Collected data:

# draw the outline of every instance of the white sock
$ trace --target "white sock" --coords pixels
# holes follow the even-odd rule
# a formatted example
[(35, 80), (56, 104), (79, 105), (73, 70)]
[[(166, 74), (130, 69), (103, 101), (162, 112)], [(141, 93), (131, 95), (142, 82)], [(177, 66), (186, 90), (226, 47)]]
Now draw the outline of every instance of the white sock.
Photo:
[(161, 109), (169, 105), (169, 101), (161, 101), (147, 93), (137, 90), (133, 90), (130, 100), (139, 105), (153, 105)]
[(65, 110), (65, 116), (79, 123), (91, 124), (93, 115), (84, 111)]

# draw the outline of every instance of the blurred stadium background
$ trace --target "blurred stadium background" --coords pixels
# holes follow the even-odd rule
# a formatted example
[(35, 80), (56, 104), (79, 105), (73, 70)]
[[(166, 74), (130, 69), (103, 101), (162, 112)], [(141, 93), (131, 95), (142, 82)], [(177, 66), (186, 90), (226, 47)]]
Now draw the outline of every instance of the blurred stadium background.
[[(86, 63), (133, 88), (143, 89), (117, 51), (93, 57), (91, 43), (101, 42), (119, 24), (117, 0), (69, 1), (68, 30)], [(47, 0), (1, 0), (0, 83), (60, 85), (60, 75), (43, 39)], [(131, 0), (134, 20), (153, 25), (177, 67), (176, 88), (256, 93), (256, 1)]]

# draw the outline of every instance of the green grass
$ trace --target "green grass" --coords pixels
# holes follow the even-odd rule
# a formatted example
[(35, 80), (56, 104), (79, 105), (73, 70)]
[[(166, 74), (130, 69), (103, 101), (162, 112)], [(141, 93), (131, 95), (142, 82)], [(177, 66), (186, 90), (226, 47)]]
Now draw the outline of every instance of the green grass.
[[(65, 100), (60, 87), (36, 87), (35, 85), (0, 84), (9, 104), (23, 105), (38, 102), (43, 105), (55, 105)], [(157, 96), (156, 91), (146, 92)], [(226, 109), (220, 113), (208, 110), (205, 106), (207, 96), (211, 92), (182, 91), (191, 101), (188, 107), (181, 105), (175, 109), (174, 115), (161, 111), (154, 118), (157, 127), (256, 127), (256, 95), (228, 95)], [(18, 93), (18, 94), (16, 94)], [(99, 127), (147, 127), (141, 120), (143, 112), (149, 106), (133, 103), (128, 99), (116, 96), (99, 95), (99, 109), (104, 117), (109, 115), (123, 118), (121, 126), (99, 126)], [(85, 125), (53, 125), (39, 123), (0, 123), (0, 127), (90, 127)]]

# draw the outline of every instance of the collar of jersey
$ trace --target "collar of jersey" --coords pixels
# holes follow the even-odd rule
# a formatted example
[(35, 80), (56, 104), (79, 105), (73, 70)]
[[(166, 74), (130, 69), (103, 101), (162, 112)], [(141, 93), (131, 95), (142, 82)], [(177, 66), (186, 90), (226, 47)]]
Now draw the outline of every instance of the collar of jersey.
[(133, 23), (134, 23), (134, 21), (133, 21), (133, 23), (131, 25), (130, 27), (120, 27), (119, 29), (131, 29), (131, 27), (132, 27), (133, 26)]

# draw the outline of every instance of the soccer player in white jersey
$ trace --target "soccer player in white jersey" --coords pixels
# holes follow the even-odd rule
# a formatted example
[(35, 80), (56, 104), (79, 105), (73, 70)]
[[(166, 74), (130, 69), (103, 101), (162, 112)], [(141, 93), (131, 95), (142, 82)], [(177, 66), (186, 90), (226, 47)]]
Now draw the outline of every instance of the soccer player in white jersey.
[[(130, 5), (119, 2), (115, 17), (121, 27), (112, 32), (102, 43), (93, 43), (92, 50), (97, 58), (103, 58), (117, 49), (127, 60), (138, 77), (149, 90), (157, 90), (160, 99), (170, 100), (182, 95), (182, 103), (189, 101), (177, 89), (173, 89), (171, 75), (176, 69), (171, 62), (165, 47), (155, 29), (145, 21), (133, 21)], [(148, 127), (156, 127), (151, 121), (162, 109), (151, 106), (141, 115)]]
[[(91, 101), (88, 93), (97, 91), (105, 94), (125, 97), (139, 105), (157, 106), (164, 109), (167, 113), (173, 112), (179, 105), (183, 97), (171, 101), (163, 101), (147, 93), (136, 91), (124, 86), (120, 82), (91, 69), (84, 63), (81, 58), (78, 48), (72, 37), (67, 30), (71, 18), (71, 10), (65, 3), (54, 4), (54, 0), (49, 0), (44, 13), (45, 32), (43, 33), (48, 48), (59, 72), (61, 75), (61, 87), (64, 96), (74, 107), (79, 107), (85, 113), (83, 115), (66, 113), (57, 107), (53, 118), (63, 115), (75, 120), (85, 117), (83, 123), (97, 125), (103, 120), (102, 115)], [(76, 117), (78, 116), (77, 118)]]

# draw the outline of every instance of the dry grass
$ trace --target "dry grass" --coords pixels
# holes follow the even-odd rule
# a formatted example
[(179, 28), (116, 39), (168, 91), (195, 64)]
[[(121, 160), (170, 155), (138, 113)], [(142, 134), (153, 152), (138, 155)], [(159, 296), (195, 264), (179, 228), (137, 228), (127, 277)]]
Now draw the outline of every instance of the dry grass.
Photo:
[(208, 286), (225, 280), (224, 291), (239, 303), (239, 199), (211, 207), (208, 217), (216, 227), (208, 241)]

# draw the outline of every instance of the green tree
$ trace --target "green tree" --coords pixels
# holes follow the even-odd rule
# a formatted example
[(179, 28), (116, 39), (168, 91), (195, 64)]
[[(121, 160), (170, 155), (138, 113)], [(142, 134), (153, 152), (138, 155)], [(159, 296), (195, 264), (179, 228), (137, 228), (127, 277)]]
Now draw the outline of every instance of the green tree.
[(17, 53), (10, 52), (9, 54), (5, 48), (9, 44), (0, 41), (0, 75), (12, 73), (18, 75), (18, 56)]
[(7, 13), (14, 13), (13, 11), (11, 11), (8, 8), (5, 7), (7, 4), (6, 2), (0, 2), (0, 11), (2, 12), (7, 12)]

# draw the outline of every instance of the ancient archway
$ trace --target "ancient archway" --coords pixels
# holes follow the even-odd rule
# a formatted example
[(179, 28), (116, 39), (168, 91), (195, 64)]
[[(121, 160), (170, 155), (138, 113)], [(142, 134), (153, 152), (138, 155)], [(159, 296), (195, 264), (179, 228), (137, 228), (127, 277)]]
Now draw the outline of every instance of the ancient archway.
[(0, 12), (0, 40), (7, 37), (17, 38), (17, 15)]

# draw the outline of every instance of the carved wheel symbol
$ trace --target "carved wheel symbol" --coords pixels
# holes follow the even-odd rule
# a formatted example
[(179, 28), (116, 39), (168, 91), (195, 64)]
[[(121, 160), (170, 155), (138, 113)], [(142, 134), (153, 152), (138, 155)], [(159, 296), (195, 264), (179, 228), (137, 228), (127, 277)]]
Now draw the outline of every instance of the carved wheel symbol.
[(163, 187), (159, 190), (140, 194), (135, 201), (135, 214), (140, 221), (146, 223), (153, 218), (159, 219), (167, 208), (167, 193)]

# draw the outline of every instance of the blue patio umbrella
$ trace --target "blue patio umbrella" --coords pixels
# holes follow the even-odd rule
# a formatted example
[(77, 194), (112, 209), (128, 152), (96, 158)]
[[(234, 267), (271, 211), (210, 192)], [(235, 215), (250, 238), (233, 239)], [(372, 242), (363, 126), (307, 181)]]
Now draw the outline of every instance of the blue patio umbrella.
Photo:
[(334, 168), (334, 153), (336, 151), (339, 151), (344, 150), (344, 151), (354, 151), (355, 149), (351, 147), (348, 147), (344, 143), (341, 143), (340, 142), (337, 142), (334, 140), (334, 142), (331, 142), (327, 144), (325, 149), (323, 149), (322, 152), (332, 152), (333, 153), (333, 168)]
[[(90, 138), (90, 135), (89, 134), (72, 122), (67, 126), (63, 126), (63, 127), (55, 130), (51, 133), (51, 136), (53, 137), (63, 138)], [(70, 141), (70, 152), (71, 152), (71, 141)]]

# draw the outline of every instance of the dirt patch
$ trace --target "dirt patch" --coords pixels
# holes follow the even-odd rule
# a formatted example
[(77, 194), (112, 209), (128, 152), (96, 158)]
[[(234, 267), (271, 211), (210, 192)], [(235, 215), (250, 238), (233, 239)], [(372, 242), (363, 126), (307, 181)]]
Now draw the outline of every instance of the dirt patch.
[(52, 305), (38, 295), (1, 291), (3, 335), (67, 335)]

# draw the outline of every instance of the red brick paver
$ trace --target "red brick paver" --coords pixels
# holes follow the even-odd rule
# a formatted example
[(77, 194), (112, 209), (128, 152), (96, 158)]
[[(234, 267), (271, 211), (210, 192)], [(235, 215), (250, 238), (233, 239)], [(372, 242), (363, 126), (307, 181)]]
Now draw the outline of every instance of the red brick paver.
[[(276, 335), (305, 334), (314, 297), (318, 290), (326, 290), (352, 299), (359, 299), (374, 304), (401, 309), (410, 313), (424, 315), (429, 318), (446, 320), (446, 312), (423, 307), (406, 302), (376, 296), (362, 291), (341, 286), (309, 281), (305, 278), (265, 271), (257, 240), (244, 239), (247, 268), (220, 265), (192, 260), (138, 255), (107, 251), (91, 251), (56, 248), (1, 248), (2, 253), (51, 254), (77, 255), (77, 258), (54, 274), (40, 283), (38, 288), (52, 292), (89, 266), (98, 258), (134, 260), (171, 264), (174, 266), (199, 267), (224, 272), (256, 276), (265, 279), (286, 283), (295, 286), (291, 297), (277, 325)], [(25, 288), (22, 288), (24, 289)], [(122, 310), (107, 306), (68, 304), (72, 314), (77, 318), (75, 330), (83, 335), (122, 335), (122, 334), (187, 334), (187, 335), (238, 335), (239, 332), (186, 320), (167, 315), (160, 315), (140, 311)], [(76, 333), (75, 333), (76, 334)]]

**Given problem**
Rewrite the lines starting at the one containing "# draw the outline of every instance of the soccer" and ending at the one containing "106), (141, 115)]]", offsetting every point coordinate in the answer outlines by 86. Copy every other line in that span unchanged.

**Exercise result**
# draw the outline of every instance of the soccer player in white jersey
$ trace --target "soccer player in white jersey" --coords pixels
# holes follow the even-odd rule
# a formatted example
[(35, 80), (56, 104), (79, 105), (73, 70)]
[[(166, 74), (130, 69), (103, 101), (162, 112)], [(141, 93), (131, 95), (142, 82)], [(177, 66), (186, 90), (226, 47)]]
Now draw the outline of every instance of the soccer player in white jersey.
[[(216, 91), (205, 88), (201, 103), (207, 113), (198, 118), (188, 129), (179, 129), (178, 136), (183, 144), (189, 144), (203, 135), (213, 146), (224, 163), (235, 176), (243, 176), (246, 185), (256, 186), (268, 181), (268, 189), (275, 187), (263, 175), (259, 175), (257, 161), (262, 155), (257, 148), (251, 133), (241, 115), (231, 107), (219, 107)], [(234, 213), (242, 213), (237, 207), (248, 195), (237, 192), (227, 201)]]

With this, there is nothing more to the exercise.